__Exercise__. Without the pictures, output the records below word for word.

····················

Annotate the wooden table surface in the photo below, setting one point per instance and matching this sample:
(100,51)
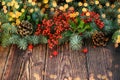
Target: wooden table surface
(101,63)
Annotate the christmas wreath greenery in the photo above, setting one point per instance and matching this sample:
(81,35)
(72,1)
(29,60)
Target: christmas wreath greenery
(31,22)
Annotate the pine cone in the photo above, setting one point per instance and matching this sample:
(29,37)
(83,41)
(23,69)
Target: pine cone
(25,28)
(99,39)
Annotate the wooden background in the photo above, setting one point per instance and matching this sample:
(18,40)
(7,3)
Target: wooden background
(101,63)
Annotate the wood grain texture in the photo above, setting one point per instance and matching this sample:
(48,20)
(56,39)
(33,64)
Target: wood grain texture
(100,61)
(116,63)
(3,56)
(68,65)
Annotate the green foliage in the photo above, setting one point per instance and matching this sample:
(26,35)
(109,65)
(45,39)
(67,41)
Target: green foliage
(3,18)
(75,42)
(7,30)
(80,27)
(65,37)
(116,33)
(110,26)
(22,44)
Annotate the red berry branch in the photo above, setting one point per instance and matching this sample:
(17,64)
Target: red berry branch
(53,28)
(90,16)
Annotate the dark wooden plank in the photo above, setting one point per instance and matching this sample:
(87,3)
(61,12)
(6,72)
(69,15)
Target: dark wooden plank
(68,65)
(25,65)
(3,56)
(100,63)
(13,64)
(116,63)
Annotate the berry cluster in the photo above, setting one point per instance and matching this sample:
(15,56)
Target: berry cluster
(90,16)
(54,27)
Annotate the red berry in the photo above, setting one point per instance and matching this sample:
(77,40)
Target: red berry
(51,56)
(85,50)
(38,25)
(30,47)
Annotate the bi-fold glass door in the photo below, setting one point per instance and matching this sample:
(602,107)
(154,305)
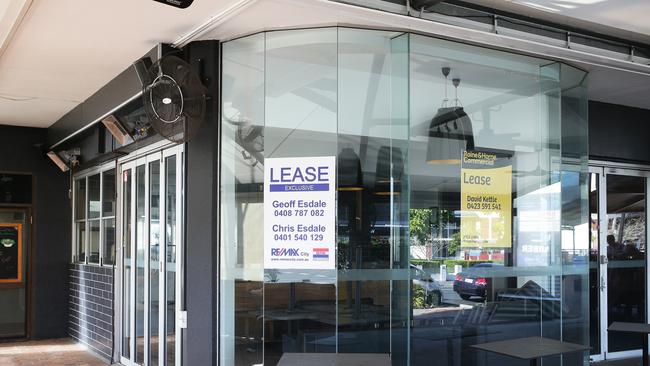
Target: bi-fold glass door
(618,260)
(151,259)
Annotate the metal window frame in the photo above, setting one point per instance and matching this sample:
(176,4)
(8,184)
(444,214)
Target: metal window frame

····················

__Result of this task__.
Annotate the wooden table surface in the photo below, setting one point per instance and matching this sample:
(100,51)
Target: wooden table surface
(101,63)
Annotate the christmas wreath greenery in the photo above, setting one point per instance and matching this sample:
(81,35)
(72,1)
(29,60)
Target: christmas wreath greenery
(31,22)
Annotate the pine cone in the photo above, setting one point per instance and matching this sample:
(29,37)
(83,41)
(23,69)
Target: pine cone
(25,28)
(99,39)
Annotate the wooden background in the photo above, setting one point per instance and matching this sample:
(18,40)
(7,3)
Target: wooden background
(101,63)
Annotate the wood grain texture in the photo above, setting one point per instance and matching this sample:
(48,20)
(56,39)
(33,64)
Target: wood grain texture
(100,61)
(116,63)
(3,56)
(68,65)
Annotate the green foliage in the photo above, setting one point per instance and matching this sample:
(26,35)
(109,65)
(45,39)
(67,41)
Target: green foliage
(3,18)
(75,42)
(7,30)
(80,27)
(65,37)
(116,33)
(110,26)
(22,44)
Annotate the red berry branch in the photo above, setting one point per instance and matching this sample:
(17,64)
Target: red berry branch
(53,28)
(90,16)
Annotate the dark wooden plank in the photo above, setting one point per instance and matching this sample:
(87,3)
(61,12)
(6,72)
(69,15)
Target: dark wooden plank
(68,65)
(25,65)
(3,56)
(100,63)
(13,64)
(116,63)
Annotate the berry cluster in the photo above, setting one point per instance and matching this sample:
(15,56)
Target: berry cluster
(90,16)
(54,27)
Annotate the red berry in the photo above, setting one point per instance and matching this sample:
(77,40)
Target: red berry
(51,56)
(85,50)
(38,25)
(30,47)
Annotate the bi-fold glass door in the photo below, setting one point per instance and matching this sample:
(602,107)
(154,305)
Target: bi-fold glass door
(618,260)
(151,259)
Annotate the metal window frame in the photo above, setting one point per instance and matching this sample:
(176,4)
(8,184)
(444,214)
Target: metal window frame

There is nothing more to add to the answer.